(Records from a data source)
+ + + + +

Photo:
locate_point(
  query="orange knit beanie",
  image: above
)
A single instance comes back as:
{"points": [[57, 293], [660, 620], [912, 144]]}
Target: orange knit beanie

+ + + + +

#### The problem
From the first line to the last, retype the records exactly.

#### Exercise result
Photo:
locate_point(
  query="orange knit beanie",
  image: above
)
A single instance comes back as:
{"points": [[57, 293], [660, 620], [912, 144]]}
Target: orange knit beanie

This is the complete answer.